_Énoncé:_
Mets sous forme de tableau Markdown les lignes allant de celle qui contient "Where can you see the earlobe" jusqu'à la dernière ligne des données incluse, sans les lignes vides. Utilise les colonnes « Numéro » pour le rang de chaque ligne et « Ligne » pour son texte.
:::::
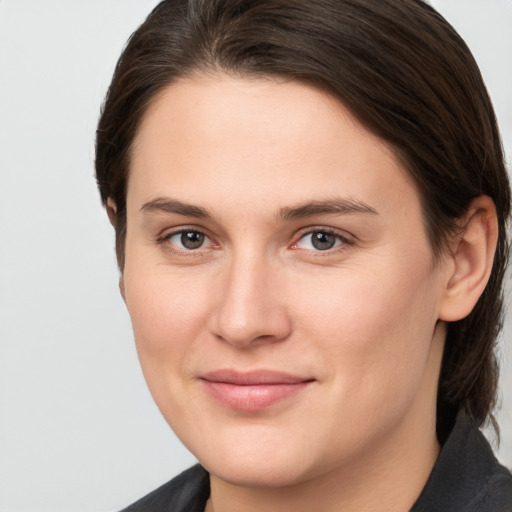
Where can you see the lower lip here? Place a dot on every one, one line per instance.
(252, 398)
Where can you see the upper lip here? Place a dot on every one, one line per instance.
(253, 378)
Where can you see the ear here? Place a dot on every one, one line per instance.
(470, 260)
(111, 208)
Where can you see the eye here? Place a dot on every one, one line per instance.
(320, 240)
(188, 240)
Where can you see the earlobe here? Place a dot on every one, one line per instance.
(111, 208)
(471, 260)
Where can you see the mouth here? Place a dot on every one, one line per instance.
(252, 391)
:::::
_Corrigé:_
| Numéro | Ligne |
|---|---|
| 1 | Where can you see the earlobe here? Place a dot on every one, one line per instance. |
| 2 | (111, 208) |
| 3 | (471, 260) |
| 4 | Where can you see the mouth here? Place a dot on every one, one line per instance. |
| 5 | (252, 391) |